**What this task involves:** Copy each line from the records below in which the word "Target" is found.

**Entries shown:**
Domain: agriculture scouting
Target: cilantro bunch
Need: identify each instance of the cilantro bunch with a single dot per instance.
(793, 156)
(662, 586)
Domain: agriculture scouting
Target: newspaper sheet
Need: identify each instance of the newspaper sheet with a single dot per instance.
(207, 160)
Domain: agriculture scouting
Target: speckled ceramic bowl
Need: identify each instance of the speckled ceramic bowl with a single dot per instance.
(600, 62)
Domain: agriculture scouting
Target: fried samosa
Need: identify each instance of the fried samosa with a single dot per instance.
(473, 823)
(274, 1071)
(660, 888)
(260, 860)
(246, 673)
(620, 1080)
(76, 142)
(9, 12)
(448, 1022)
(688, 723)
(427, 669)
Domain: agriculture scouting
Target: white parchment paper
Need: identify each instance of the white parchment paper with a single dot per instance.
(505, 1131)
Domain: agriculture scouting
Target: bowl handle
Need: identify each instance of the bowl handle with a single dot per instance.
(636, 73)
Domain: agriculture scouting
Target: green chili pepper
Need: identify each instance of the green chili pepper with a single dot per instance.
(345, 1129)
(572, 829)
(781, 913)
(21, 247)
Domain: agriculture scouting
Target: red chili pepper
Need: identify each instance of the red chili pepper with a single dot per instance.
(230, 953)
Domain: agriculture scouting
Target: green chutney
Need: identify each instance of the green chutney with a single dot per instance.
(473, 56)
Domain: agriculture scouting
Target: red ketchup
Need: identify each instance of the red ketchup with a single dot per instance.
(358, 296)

**Response below:**
Target: cilantro bunch
Target: newspaper sheet
Target: speckled ceramic bowl
Target: fried samosa
Target: white parchment paper
Target: bowl handle
Target: green chili pepper
Target: red chili pepper
Target: green chutney
Target: red ketchup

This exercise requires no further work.